# [PASSAGE SHOWN]
From ed2b94cacaf6b7cd7f647da0f68108ccd57345f2 Mon Sep 17 00:00:00 2001
From: MMGen <mmgen@tuta.io>
Date: Mon, 5 Mar 2018 08:59:50 +0000
Subject: [PATCH] tx size estimation: reworked code, bugfixes, --vsize-adj
 option - Estimated vsize is compared with actual vsize after signing.   If
 estimate is off by more than 5%, the program aborts, asking   the user to
 re-create the tx using --vsize-adj - Estimated and actual vsizes will differ
 meaningfully only in the   rare situation where non-MMGen addrs with
 uncompressed pubkeys   are used as inputs

---
 mmgen/main_txcreate.py |  1 +
 mmgen/main_txdo.py     |  1 +
 mmgen/opts.py          | 12 ++++++-
 mmgen/tx.py            | 78 +++++++++++++++++++++++++++---------------
 test/test.py           | 14 ++++----
 5 files changed, 71 insertions(+), 35 deletions(-)

diff --git a/mmgen/main_txcreate.py b/mmgen/main_txcreate.py
index 9db78651..b9ad3993 100755
--- a/mmgen/main_txcreate.py
+++ b/mmgen/main_txcreate.py
@@ -45,6 +45,7 @@ opts_data = lambda: {
 -q, --quiet          Suppress warnings; overwrite files without prompting
 -r, --rbf            Make transaction BIP 125 replaceable (replace-by-fee)

# [SUPPLIED DATA]
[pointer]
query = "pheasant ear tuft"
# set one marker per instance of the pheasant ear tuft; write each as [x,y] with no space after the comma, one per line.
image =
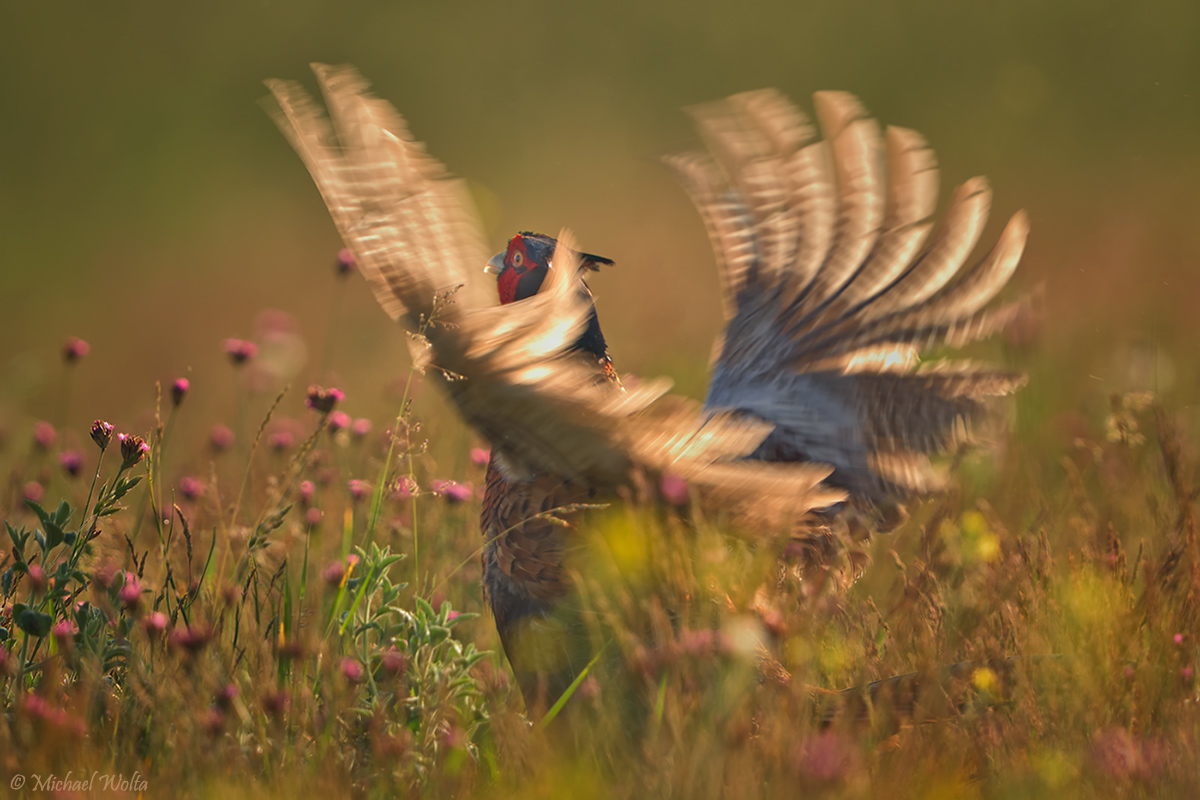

# [TO DO]
1 – List the file paths that the patch's summary reports as changed.
2 – Carry the tx size estimation patch forward from its last line shown.
The material isn't needed for anything here.

# [EXPECTED RESPONSES]
1 –
mmgen/main_txcreate.py
mmgen/main_txdo.py
mmgen/opts.py
mmgen/tx.py
test/test.py

2 –
 -v, --verbose        Produce more verbose output
+-V, --vsize-adj=   f Adjust transaction's estimated vsize by factor 'f'
 -y, --yes            Answer 'yes' to prompts, suppress non-essential output
 """.format(g=g,cu=g.coin,dn=g.proto.daemon_name),
 	'notes': '\n' + help_notes('txcreate') + help_notes('fee')
diff --git a/mmgen/main_txdo.py b/mmgen/main_txdo.py
index c801eaf3..e57ddaa9 100755
--- a/mmgen/main_txdo.py
+++ b/mmgen/main_txdo.py
@@ -67,6 +67,7 @@ opts_data = lambda: {
 -r, --rbf              Make transaction BIP 125 (replace-by-fee) replaceable
 -q, --quiet            Suppress warnings; overwrite files without prompting
 -v, --verbose          Produce more verbose output
+-V, --vsize-adj=     f Adjust transaction's estimated vsize by factor 'f'
 -y, --yes             Answer 'yes' to prompts, suppress non-essential output
 -z, --show-hash-presets Show information on available hash presets
 """.format(g=g,pnm=g.proj_name,pnl=g.proj_name.lower(),dn=g.proto.daemon_name,
diff --git a/mmgen/opts.py b/mmgen/opts.py
index 21da78cb..d79d5272 100755
--- a/mmgen/opts.py
+++ b/mmgen/opts.py
@@ -362,7 +362,14 @@ def check_opts(usr_opts):       # Returns false if any check fails
 	def opt_is_int(val,desc):
 		try: int(val)
 		except:
-			msg("'%s': invalid %s (not an integer)" % (val,desc))
+			msg("'{}': invalid {} (not an integer)".format(val,desc))
+			return False
+		return True
+
+	def opt_is_float(val,desc):
+		try: float(val)
+		except:
+			msg("'{}': invalid {} (not a floating-point number)".format(val,desc))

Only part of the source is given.